Requests ▸
**1.** Name every method that the polygon inertia code below declares.
**2.** Pick out each line of the records that contains the word "trunk", and treat uppercase and lowercase as different.
═══ Passage
Do you know precisely which moment and coordinate system this formula applies to?

Here's some code that might help you, along with a JUnit test to prove that it works:

import java.awt.geom.Point2D;

/**
 * PolygonInertiaCalculator
 * User: Michael
 * Date: Jul 25, 2010
 * Time: 9:51:47 AM
 */
public class PolygonInertiaCalculator
{
    private static final int MIN_POINTS = 2;

    public static double dot(Point2D u, Point2D v)
    {
        return u.getX()*v.getX() + u.getY()*v.getY();
    }

    public static double cross(Point2D u, Point2D v)
    {
        return u.getX()*v.getY() - u.getY()*v.getX();
    }

    /**
     * Calculate moment of inertia about x-axis
     * @param poly of 2D points defining a closed polygon
     * @return moment of inertia about x-axis
     */
    public static double ix(Point2D [] poly)
    {
        double ix = 0.0;

        if ((poly != null) && (poly.length > MIN_POINTS))
        {
            double sum = 0.0;
            for (int n = 0; n < (poly.length-1); ++n)
            {
                double twiceArea = poly[n].getX()*poly[n+1].getY() - poly[n+1].getX()*poly[n].getY();
                sum += (poly[n].getY()*poly[n].getY() + poly[n].getY()*poly[n+1].getY() + poly[n+1].getY()*poly[n+1].getY())*twiceArea;
            }

            ix = sum/12.0;
        }

        return ix;
    }

    /**
     * Calculate moment of inertia about y-axis
     * @param poly of 2D points defining a closed polygon
     * @return moment of inertia about y-axis
     * @link http://en.wikipedia.org/wiki/Second_moment_of_area
     */
    public static double iy(Point2D [] poly)
══════
═══ Recorded information
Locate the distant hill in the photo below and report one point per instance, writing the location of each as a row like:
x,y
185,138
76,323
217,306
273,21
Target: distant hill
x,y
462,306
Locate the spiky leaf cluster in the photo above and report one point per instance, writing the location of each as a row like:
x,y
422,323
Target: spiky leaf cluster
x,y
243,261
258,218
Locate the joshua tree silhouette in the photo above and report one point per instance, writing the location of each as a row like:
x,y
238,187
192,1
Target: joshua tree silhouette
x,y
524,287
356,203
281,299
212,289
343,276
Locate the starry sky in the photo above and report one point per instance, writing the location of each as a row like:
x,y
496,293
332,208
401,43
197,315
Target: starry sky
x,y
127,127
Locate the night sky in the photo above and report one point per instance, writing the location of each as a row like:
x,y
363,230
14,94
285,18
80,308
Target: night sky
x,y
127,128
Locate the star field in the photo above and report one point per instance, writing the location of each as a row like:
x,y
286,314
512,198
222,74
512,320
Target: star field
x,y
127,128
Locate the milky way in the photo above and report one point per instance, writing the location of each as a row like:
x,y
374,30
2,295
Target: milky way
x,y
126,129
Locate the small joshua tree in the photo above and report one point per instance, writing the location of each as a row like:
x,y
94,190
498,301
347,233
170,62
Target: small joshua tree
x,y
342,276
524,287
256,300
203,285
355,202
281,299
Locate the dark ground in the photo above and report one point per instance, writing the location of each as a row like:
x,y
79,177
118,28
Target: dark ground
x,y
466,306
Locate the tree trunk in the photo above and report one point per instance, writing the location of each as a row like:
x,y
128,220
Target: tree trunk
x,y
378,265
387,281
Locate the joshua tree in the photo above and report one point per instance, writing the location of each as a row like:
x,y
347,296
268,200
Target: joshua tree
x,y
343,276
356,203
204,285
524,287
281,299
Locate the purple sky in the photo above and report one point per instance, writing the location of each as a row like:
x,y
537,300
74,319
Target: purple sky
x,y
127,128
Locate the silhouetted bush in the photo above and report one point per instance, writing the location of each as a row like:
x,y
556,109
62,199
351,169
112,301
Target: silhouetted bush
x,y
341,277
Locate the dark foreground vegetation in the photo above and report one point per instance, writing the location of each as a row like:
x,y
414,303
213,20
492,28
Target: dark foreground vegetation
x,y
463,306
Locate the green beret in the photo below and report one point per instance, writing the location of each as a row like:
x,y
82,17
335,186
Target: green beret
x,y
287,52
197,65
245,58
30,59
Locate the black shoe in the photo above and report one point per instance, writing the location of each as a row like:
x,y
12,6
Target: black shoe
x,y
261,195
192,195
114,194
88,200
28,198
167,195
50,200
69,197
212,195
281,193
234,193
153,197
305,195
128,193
══════
The responses ▸
**1.** dot, cross, ix, iy

**2.**
Locate the tree trunk in the photo above and report one point per instance, writing the location of each as a row like:
Target: tree trunk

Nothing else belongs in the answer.